##### ФРАГМЕНТ ДОКУМЕНТА #####

Молитвы Деве Марии. Вильнюс, Литва.
В самом широком смысле культ Девы Марии показывает, до какой степени, несмотря на наше взрослое благоразумие, лежащее на нас бремя ответственности и наше общественное положение, мы остаемся детьми со всеми присущими им потребностями. Продвигаясь все дальше и дальше по нашему жизненному пути, мы можем поверить в нашу зрелость, но нам никогда не удастся полностью защитить себя от катастрофических событий, которые сметут нашу способность рассуждать здраво, наше мужество, наше умение просчитывать последствия случившегося и отбросят нас назад, в состояние первобытной беспомощности.
Статуя Гуань Инь, остров Хайнань, Китай.

##### ИСХОДНЫЕ ДАННЫЕ #####

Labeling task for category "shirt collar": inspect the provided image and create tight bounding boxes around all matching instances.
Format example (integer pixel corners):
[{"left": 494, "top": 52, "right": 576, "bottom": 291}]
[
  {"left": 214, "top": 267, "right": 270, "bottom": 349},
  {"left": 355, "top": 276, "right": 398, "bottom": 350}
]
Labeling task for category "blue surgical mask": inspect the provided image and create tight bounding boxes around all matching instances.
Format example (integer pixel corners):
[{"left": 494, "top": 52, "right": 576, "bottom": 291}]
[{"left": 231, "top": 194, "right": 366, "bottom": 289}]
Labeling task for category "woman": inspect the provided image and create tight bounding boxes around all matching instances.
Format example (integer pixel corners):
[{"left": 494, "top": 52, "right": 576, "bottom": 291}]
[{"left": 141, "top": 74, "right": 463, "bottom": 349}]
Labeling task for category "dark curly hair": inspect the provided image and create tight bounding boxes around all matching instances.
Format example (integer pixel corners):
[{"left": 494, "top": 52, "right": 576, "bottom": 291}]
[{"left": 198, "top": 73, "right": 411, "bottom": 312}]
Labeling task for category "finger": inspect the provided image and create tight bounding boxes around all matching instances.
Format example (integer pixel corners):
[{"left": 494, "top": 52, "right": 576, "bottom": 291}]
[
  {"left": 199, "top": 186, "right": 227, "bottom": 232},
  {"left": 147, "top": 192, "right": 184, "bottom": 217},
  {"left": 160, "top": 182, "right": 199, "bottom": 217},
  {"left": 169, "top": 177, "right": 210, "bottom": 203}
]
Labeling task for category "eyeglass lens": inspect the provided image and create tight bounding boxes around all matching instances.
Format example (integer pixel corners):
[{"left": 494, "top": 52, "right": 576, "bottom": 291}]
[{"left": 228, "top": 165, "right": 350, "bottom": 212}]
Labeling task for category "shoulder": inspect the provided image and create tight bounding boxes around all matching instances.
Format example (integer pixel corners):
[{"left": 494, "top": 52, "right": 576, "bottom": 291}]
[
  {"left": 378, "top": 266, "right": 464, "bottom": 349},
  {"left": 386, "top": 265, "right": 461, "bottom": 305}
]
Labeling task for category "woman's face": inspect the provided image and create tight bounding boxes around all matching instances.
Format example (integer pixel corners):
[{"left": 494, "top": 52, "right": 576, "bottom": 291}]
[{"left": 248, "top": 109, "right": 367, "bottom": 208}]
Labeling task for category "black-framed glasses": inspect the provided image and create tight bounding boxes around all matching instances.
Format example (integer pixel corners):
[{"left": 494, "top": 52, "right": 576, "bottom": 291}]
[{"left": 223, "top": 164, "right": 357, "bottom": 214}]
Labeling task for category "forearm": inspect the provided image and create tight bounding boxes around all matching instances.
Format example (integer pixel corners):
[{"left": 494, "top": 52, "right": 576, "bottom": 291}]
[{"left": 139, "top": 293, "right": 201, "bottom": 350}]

#####
##### ИСХОДНЫЕ ДАННЫЕ #####

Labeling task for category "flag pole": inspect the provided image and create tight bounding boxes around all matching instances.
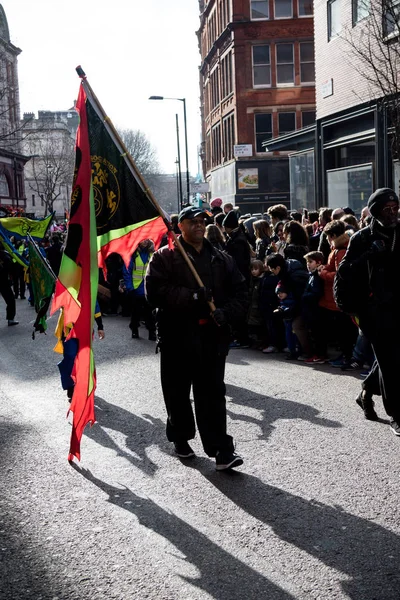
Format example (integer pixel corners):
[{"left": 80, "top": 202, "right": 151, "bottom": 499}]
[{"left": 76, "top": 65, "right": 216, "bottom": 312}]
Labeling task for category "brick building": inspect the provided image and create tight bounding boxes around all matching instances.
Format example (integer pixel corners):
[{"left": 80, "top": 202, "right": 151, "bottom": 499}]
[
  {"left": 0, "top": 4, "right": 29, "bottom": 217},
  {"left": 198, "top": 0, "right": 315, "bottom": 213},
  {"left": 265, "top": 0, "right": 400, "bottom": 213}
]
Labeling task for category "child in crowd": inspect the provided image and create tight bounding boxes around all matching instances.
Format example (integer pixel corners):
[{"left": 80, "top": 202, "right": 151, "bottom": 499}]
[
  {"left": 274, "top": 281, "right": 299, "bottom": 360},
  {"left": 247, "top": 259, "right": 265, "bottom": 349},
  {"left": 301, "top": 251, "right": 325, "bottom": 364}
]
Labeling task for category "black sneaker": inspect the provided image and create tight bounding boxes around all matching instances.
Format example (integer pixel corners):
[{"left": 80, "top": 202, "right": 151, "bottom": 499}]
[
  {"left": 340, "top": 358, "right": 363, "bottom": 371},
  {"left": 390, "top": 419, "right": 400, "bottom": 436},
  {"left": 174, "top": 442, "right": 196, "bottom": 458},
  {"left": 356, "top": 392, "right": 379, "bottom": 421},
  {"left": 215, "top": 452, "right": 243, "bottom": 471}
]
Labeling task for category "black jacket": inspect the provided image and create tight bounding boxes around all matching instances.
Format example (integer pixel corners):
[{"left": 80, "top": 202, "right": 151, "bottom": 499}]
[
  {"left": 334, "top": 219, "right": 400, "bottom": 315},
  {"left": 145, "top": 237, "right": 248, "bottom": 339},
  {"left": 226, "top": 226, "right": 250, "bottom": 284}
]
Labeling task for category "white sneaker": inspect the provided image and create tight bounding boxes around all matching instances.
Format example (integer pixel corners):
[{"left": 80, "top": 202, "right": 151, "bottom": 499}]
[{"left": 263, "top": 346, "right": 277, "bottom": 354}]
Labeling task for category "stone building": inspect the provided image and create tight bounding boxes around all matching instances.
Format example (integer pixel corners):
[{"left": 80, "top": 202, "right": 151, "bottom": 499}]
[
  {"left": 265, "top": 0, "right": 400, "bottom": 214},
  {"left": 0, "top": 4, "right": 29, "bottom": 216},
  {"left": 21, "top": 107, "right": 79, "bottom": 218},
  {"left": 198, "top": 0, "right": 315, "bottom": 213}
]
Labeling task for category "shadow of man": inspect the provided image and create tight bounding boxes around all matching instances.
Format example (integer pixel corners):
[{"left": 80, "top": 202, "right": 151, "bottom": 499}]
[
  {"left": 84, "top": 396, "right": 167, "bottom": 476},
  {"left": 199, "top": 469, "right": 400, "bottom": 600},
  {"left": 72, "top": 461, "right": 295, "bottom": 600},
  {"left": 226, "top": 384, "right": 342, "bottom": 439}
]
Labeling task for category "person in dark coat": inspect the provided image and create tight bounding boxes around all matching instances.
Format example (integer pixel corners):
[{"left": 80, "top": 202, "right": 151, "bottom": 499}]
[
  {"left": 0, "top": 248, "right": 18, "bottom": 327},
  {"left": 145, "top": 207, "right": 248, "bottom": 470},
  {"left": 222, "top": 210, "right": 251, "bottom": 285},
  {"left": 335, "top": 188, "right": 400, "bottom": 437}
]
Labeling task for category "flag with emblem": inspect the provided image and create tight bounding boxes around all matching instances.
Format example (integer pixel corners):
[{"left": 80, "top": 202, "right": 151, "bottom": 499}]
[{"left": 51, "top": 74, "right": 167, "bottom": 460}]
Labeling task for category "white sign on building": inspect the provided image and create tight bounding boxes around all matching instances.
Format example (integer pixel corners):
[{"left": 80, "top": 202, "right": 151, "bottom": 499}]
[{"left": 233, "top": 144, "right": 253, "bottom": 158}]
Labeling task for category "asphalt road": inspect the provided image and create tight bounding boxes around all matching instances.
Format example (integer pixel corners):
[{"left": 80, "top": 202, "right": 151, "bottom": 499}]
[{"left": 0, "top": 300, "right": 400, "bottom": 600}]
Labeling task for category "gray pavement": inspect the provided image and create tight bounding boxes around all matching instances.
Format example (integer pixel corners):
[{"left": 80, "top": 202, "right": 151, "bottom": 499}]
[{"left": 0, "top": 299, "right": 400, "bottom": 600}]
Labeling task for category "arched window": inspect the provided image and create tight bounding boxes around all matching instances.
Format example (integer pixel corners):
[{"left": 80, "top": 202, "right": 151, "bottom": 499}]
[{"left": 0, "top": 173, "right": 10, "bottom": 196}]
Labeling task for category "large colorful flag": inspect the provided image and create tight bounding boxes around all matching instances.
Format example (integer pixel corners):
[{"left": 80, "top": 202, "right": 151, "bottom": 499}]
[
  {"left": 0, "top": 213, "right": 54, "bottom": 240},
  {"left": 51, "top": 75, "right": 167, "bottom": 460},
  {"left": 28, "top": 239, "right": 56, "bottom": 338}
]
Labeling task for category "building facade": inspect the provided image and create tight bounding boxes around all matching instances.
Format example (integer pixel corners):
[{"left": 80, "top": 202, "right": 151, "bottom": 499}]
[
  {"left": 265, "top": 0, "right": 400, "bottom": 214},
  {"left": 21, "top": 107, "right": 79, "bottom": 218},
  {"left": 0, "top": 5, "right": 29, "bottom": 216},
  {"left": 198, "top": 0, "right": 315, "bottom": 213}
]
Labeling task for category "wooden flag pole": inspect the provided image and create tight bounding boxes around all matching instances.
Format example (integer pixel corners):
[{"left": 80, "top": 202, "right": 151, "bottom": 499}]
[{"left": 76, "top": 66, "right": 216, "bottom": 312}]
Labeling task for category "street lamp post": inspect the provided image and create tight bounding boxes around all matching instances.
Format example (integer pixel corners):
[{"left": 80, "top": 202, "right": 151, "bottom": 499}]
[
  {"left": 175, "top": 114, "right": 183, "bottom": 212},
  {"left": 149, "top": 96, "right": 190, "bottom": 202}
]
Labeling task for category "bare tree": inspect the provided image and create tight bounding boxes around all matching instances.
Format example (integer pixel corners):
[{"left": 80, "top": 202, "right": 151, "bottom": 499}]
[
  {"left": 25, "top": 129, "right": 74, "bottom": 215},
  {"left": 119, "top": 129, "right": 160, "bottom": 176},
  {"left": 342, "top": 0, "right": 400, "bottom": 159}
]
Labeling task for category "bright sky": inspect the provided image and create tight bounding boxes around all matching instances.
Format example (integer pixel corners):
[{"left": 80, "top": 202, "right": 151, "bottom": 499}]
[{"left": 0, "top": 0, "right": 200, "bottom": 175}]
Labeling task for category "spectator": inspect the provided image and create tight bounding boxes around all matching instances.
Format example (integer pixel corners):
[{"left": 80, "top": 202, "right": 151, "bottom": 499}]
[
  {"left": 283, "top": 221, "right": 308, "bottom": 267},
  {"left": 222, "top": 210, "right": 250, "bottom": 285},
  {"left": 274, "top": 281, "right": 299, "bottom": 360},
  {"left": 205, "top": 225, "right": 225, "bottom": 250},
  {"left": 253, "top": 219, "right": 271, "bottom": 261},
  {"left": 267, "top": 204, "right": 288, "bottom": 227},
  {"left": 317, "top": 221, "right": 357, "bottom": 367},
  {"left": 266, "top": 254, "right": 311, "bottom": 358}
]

#####

## ЗАДАНИЯ
1. Перепишите из фрагмента о культе Девы Марии всё начиная с «Молитвы Деве Марии.» и вплоть до «состояние первобытной беспомощности.», заменив «детьми» на «младенцами».
2. Что, согласно фрагменту о культе Девы Марии, может отбросить нас назад, в состояние первобытной беспомощности?
Записи представляют собой самостоятельный материал.

## ОТВЕТЫ К ЗАДАНИЯМ
1.
Молитвы Деве Марии. Вильнюс, Литва.
В самом широком смысле культ Девы Марии показывает, до какой степени, несмотря на наше взрослое благоразумие, лежащее на нас бремя ответственности и наше общественное положение, мы остаемся младенцами со всеми присущими им потребностями. Продвигаясь все дальше и дальше по нашему жизненному пути, мы можем поверить в нашу зрелость, но нам никогда не удастся полностью защитить себя от катастрофических событий, которые сметут нашу способность рассуждать здраво, наше мужество, наше умение просчитывать последствия случившегося и отбросят нас назад, в состояние первобытной беспомощности.

2. Катастрофические события, которые сметут нашу способность рассуждать здраво, наше мужество и умение просчитывать последствия случившегося.